— Data for this task —
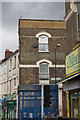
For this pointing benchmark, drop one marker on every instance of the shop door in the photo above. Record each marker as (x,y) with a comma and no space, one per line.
(11,112)
(74,105)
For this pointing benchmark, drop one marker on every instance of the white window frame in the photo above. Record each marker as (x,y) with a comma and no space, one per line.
(48,35)
(44,73)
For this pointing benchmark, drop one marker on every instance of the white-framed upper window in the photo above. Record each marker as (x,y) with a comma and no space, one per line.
(43,43)
(44,71)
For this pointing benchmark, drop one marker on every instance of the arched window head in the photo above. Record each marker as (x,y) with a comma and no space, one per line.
(43,41)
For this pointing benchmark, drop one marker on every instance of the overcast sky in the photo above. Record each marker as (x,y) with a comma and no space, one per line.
(10,12)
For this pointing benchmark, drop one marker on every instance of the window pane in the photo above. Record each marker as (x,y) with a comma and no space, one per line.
(44,68)
(43,39)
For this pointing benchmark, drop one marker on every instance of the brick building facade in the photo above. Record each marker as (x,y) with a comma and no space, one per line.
(71,85)
(37,42)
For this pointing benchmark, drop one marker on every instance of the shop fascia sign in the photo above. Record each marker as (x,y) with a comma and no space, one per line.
(73,62)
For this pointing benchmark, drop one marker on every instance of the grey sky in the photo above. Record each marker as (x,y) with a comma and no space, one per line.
(11,11)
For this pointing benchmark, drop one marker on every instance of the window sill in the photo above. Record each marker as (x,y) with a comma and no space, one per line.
(44,51)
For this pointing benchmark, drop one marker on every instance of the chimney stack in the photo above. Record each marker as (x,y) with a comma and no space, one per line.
(7,53)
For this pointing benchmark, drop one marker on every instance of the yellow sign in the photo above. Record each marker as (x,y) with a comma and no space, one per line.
(73,62)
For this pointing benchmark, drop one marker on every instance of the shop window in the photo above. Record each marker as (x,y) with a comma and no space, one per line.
(14,81)
(5,68)
(74,105)
(78,26)
(14,62)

— The request —
Please rewrite all of the material above with "pointing benchmark" changed to "labeling benchmark" and every other word left as it is. Leave out the pictures.

— Final result —
For this labeling benchmark, drop one marker on every instance of the shop door in the photo above. Record each marker as (x,y) with a comma and no space, one per line.
(11,112)
(74,105)
For this labeling benchmark, drop one marker on every instance of the white window frame in the photo above. Record each marker as (x,y) with a comma and no space, one per line.
(48,35)
(44,73)
For this labeling benchmark, drop one marker on every instance of the white-framed upper window in the photo above. Record each marker as (x,y) with a comma and no space, one per line.
(43,43)
(44,71)
For this labeling benchmark, drop one marker on every instance of the arched window head in the photo above. Record each marker as (x,y) with a comma and no space, one per line.
(43,41)
For this labeling benchmark, drop one marker on every instance of the overcast sky in the photo above. Record each marker as (x,y) with a comma and no space, one per line.
(10,12)
For this labeling benchmark, drop one marker on every instance of the window pane in the photo above. Record each marker as (x,y) with a comma and no space, one per line.
(44,68)
(43,39)
For this labeling benchmark, drop one marker on every instance of the brick building facade in the photo above. Record each marker as (x,y) with a comma and no space, one per line.
(71,85)
(37,42)
For this labeling benchmark, drop one marker on every instance of the shop fascia sign in the photo above. Record each marker as (x,y) with a comma and no space, one per line.
(73,62)
For this labeling benchmark, drop one marker on every instance of the grey sky in the photo above. Record each marker as (x,y) with a comma and no space, one per line.
(11,11)
For this labeling benchmark, drop one marker on every instance of the window sill in the photo above. Record each marker as (x,y) with a comma and no space, one per line.
(44,51)
For this labeling benchmark, drop one marker on every instance of the chimney stack in the photo above. Record each marker as (x,y) with a comma and no space, one per line.
(7,53)
For this labeling benchmark, drop one marker on every instance of the yellow sign in the photo above. Record each marker as (x,y) with a comma and no space, one per line.
(73,62)
For this labeling benchmark, drop one marker on every instance of the shop window in the photo above. Record each marker as (x,y) with a comma and no space, one per line.
(14,81)
(5,68)
(74,105)
(78,26)
(14,62)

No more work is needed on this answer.